Given instruction: Write the next part of the forum thread on whether a C# int is always 32 bits, starting after its final sentence.

Sign in to follow this  
agottem

In C#, is an 'int' really always 32 bits?

Recommended Posts

I'm trying to determine the minimum valid ranges of a C# int, and all sources seem to say an int is always 32 bits, no matter what. Is this really the case? It seems rather short-sighted of Microsoft to force all architectures supporting C# to virtualize the behavior of an int to be 32 bits. Also, if the size is forced to be 32 bits, is the endianness of the type also forced to be little endian? I really hope this isn't the case, since this seems like it'd be problematic for architectures where the ideal int size is, say, 31 bits.

Share this post


Link to post
Share on other sites
Quote:

I'm trying to determine the minimum valid ranges of a C# int, and all sources seem to say an int is always 32 bits, no matter what. Is this really the case?

The C# 'int' is an alias for the CLR type System.Int32 which, as the name implies, is always 32-bits.

Quote:

It seems rather short-sighted of Microsoft to force all architectures supporting C# to virtualize the behavior of an int to be 32 bits.

Why do you think that? The CLR is a virtualized runtime environment. It makes no difference if the defined size of a type is 32 bits or 76 bits. It's basically just as easy to implement.

Quote:

I really hope this isn't the case, since this seems like it'd be problematic for architectures where the ideal int size is, say, 31 bits.

"int" is a name. It's not a fundamental aspect of a computer architecture. The closest you get to something like an "ideal int size" is probably the register size of the GP registers on the chip, and dealing with a mismatch in the size of a fundamental type in the language and the size of a register is a well-known and more-or-less trivially solvable problem (and has been for some time now). In C or C++, for example, the size of the 'int' type doesn't always match the processor's register size, and this causes very little trouble.

Share this post


Link to post
Share on other sites
Quote:
Original post by jpetrie
Why do you think that? The CLR is a virtualized runtime environment. It makes no difference if the defined size of a type is 32 bits or 76 bits. It's basically just as easy to implement.


Performance wise, it does make a difference. If I'm running on an architecture that doesn't support a native 32 bit type, I now need to emulate 32 bit behavior such as overflow and underflow.

Why not just take the C approach, and define guaranteed minimums for these types? This would allow the compiler to use a more natural sized int, so long as it meets the minimum range requirements.

Share this post


Link to post
Share on other sites
Yes, the System.Int32 data type is always represented by 32 bits. Imagine that. It's actually amazingly useful to be able to depend on sizes of the built-in data types. No, it's not forced to any sort of "endianness". The two concepts aren't really related.

If you manage to find an architecture that likes integers to be sized to 31 bits, you're not going to be running common and widely used operating systems and APIs on it anyway, so it's a moot point.

Share this post


Link to post
Share on other sites
C/C++ is a systems level programming language and it helps to have the data sizes be different sizes sometimes to better fit the actual hardware platform the compiler is running on.

C# is an application level programming language aimed at rapid development. It runs on a virtual machine, and co-exists with, and inter-operates with all the .NET languages under the common language run time. It's nice to know things like that for sure.

C/C++ is a portable assembly meant to run right on top the hardware platform.

C# is part of the .NET tech. It runs on top the CLR, not the hardware. You shouldn't have to care about these details.

Dataset rows:
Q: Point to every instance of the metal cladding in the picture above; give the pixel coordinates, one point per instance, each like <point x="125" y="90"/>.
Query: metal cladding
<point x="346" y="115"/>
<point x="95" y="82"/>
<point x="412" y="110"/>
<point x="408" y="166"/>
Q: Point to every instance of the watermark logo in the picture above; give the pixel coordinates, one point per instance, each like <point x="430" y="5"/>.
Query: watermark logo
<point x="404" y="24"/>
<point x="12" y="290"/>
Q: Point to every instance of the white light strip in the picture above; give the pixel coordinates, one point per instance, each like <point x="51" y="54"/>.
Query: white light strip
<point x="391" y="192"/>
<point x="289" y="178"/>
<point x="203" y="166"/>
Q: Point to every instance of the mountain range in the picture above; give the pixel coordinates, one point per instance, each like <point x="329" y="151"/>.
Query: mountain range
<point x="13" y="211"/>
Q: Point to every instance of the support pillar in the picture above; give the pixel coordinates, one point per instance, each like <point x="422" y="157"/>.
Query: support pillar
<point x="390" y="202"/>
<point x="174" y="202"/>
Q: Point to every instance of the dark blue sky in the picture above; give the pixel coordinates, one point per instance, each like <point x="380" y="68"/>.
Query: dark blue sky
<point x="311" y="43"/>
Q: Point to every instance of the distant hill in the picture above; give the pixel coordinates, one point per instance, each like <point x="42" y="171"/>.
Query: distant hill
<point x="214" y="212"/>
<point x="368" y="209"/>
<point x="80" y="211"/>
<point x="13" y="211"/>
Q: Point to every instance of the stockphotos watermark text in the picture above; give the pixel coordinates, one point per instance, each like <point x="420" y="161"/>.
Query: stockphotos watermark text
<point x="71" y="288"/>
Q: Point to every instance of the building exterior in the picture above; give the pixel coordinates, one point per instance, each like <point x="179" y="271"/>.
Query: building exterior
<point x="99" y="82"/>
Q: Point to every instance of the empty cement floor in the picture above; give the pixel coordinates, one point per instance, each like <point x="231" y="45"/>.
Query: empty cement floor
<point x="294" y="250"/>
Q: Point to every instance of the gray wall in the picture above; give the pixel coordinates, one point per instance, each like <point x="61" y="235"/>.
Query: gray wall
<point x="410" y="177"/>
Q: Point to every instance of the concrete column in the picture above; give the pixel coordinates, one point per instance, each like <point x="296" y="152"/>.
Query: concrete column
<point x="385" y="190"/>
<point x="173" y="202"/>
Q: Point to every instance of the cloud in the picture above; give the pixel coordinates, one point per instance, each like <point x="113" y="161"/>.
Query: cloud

Task output:
--edit NINJA'D x 100

Share this post


Link to post
Share on other sites
Quote:
Original post by Mike.Popoloski
Yes, the System.Int32 data type is always represented by 32 bits. Imagine that. It's actually amazingly useful to be able to depend on sizes of the built-in data types. No, it's not forced to any sort of "endianness". The two concepts aren't really related.

If you manage to find an architecture that likes integers to be sized to 31 bits, you're not going to be running common and widely used operating systems and APIs on it anyway, so it's a moot point.


You can have the same benefits of 'dependable sizes' by using minimum range guarantees. This provides the compiler with much greater flexibility.

Share this post


Link to post
Share on other sites
Quote:

Performance wise, it does make a difference. If I'm running on an architecture that doesn't support a native 32 bit type, I now need to emulate 32 bit behavior such as overflow and underflow.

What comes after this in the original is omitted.